**Given problem**
Could you rewrite the lines from the one containing "Pick out the balcony" through the one containing "pixel 885 234", inclusive, with "set one pin" replaced by "place one pin" and nothing else changed? Give only those lines.

#### Available records

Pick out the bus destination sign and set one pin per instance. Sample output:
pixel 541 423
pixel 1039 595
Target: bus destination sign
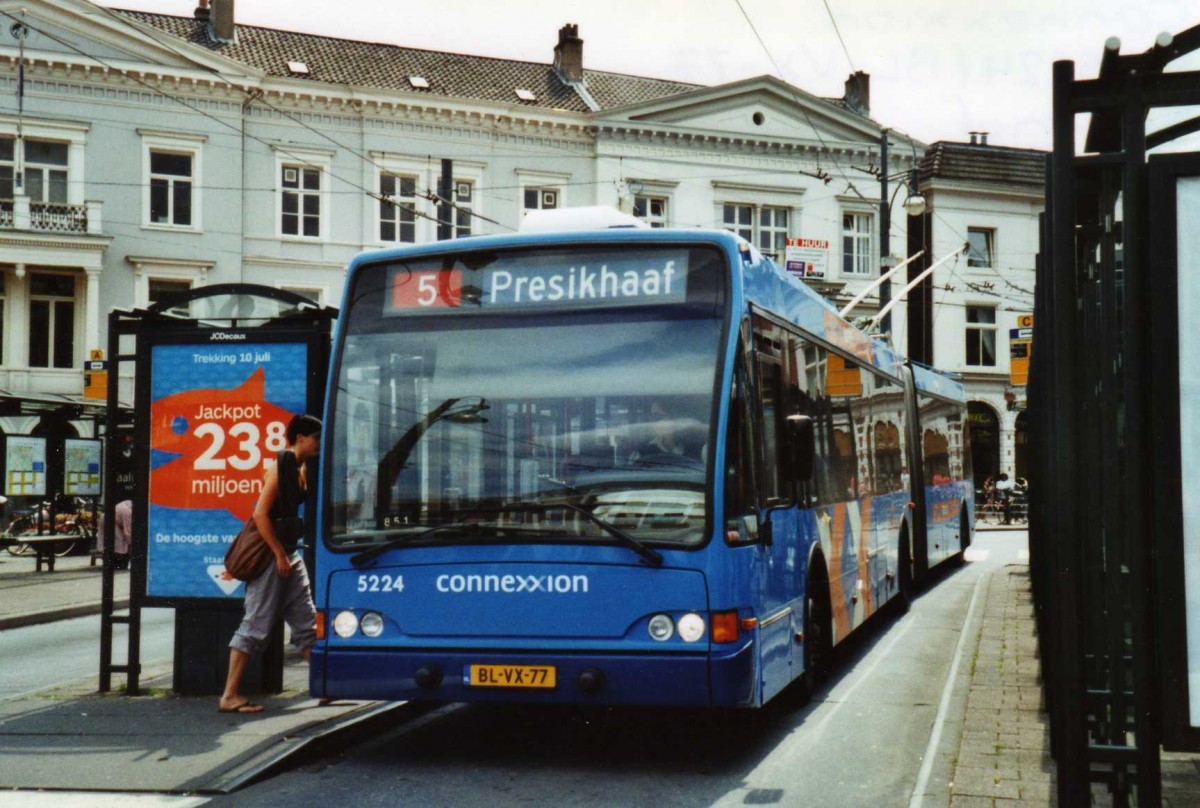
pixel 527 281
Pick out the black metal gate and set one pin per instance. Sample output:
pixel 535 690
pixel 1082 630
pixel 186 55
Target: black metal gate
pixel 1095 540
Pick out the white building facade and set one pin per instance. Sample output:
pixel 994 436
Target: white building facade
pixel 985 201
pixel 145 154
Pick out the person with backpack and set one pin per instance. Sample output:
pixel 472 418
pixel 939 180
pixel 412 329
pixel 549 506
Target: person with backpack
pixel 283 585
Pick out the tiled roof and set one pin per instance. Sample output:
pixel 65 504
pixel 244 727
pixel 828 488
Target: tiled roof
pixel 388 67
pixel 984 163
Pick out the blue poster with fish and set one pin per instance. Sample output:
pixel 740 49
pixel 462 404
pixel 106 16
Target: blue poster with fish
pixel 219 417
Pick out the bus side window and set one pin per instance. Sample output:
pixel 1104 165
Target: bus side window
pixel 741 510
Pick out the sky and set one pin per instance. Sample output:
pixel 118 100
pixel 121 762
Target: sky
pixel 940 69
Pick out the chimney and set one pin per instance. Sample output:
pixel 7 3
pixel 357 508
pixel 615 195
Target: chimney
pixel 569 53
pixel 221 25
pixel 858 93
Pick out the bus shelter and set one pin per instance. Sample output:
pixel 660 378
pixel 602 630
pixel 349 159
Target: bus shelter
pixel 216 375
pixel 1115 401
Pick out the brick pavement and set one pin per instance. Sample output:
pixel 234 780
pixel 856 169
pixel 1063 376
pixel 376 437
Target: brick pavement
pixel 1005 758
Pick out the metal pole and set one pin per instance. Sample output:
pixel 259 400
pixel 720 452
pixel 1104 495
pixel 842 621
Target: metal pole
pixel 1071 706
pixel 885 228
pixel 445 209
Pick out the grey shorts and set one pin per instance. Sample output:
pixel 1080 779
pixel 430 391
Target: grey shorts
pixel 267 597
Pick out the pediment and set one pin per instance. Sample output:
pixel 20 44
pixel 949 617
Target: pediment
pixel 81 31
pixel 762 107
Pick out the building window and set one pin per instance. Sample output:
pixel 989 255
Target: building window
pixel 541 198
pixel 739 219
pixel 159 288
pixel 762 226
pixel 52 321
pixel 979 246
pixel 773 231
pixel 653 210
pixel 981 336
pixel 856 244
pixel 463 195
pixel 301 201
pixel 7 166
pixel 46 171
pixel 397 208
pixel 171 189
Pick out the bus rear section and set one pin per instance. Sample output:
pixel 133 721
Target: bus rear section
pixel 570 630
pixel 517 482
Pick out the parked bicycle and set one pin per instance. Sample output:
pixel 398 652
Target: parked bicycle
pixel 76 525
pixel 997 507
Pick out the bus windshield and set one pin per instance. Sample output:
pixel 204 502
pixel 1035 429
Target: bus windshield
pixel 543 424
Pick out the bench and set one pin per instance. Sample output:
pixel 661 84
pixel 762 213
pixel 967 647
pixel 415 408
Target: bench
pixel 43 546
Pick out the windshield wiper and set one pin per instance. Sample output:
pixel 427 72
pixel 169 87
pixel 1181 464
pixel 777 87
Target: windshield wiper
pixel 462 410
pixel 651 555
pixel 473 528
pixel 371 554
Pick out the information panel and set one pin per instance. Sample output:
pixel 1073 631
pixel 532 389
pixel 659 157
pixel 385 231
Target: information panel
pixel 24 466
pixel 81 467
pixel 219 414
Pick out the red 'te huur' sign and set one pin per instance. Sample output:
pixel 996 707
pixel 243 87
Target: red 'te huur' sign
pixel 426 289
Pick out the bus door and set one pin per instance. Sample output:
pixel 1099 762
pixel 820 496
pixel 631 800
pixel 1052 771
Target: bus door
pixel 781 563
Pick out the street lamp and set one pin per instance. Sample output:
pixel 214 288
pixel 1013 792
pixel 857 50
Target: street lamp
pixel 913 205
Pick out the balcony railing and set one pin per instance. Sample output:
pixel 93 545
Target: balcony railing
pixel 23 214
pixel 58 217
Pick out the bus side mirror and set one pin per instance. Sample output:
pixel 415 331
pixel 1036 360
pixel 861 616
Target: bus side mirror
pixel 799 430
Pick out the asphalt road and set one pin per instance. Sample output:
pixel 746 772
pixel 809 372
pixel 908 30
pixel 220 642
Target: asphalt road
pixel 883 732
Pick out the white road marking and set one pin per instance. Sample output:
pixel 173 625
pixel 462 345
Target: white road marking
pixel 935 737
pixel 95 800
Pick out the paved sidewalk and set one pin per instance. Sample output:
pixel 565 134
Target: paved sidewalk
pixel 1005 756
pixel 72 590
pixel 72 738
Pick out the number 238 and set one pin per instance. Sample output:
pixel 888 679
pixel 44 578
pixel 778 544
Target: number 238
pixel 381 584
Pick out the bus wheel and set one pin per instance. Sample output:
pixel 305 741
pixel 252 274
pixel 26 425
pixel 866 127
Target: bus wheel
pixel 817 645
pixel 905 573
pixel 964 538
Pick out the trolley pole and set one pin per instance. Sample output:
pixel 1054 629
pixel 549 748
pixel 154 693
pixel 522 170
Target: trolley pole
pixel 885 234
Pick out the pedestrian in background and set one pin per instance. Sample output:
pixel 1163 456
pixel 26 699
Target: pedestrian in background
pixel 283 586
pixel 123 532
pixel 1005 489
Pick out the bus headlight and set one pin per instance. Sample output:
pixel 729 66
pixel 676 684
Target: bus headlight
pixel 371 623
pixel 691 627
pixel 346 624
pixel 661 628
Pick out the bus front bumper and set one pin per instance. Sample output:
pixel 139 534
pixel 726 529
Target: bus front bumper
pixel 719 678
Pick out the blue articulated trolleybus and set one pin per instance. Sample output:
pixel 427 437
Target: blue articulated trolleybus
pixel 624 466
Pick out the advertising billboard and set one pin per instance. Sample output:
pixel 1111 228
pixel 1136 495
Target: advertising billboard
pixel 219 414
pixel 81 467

########
#### Available records

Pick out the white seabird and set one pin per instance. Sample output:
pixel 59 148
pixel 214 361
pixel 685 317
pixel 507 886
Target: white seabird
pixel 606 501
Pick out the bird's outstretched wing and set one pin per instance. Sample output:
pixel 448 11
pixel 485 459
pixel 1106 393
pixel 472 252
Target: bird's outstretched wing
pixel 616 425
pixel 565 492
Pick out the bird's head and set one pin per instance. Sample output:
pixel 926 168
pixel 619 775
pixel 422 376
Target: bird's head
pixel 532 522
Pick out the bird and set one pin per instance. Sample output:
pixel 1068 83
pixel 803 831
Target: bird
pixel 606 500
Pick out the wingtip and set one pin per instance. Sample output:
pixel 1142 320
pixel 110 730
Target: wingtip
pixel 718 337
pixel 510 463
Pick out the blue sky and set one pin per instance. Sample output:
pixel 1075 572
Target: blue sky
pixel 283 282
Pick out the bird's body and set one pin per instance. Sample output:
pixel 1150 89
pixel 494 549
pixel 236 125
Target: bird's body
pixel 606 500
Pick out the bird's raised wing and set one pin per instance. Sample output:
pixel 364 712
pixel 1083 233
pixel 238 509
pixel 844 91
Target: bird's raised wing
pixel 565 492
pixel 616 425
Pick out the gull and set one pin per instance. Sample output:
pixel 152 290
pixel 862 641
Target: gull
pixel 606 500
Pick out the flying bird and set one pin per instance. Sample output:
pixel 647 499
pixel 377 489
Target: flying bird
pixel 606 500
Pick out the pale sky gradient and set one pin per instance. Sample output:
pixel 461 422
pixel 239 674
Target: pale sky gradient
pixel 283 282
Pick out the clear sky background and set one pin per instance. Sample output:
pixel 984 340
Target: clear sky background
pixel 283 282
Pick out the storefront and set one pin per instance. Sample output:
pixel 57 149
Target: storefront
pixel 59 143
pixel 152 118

########
#### Available records

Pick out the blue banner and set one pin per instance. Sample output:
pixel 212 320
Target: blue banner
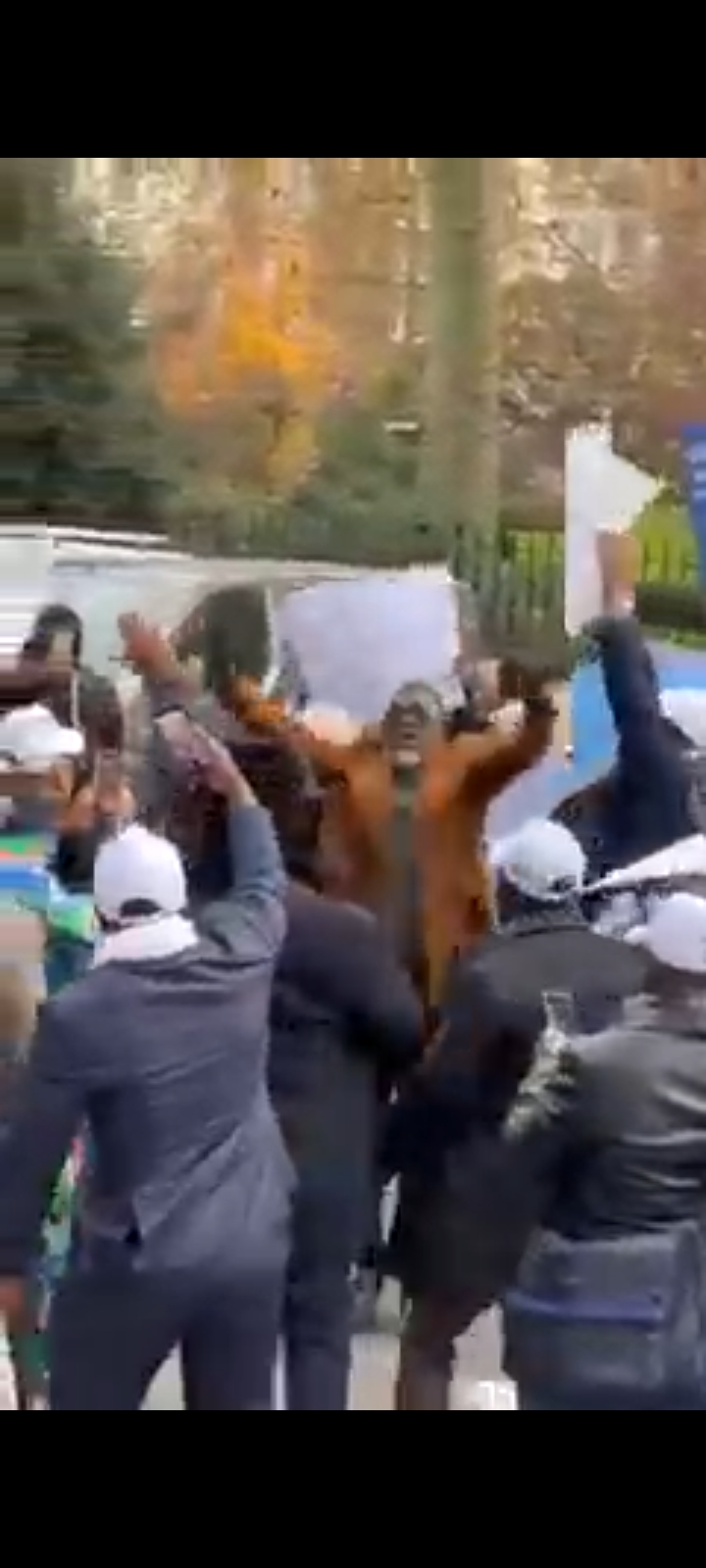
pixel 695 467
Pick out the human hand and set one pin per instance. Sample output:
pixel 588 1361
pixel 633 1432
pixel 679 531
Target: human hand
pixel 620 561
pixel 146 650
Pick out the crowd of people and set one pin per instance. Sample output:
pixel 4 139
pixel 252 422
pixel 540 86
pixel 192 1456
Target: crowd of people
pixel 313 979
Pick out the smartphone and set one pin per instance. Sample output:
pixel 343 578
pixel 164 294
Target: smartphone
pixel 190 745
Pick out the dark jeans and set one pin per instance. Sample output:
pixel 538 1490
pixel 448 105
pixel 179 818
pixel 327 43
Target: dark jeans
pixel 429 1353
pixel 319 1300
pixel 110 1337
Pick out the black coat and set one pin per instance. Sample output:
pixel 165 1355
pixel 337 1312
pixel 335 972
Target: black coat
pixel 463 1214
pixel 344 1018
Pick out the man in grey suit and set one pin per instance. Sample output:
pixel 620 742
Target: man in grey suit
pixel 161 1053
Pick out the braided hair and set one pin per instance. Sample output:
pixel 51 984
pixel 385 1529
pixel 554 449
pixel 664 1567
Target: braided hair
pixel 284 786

########

**Expected answer**
Pick out the balcony railing and place one pin per instance. Sample output:
pixel 93 545
Target: balcony railing
pixel 23 214
pixel 58 217
Pick out the bus side mirror and place one pin per instance. Sample output:
pixel 415 331
pixel 1036 360
pixel 861 616
Target: bus side mirror
pixel 799 430
Pick out the asphalt road and place one pin per instance. Sample output:
pixel 746 772
pixel 809 372
pixel 908 30
pixel 220 642
Target: asphalt road
pixel 883 732
Pick out the white road marking and place one pin per instance. Sample output:
pixel 173 625
pixel 462 345
Target: white road marking
pixel 935 737
pixel 95 800
Pick out the paved sidewalk and place one pin per instance. Sample output:
pixel 565 134
Target: paved sidewalk
pixel 1005 756
pixel 72 590
pixel 72 738
Pick out the number 238 and place one pin per instance. Sample output:
pixel 888 679
pixel 44 578
pixel 778 544
Target: number 238
pixel 381 584
Pick out the bus wheel and place one pin per instance. Sample output:
pixel 305 741
pixel 252 274
pixel 26 425
pixel 866 127
Target: bus wheel
pixel 817 645
pixel 905 573
pixel 964 538
Pick out the trolley pole and place one pin per instance. Sample output:
pixel 1054 629
pixel 549 748
pixel 154 693
pixel 522 170
Target: trolley pole
pixel 885 234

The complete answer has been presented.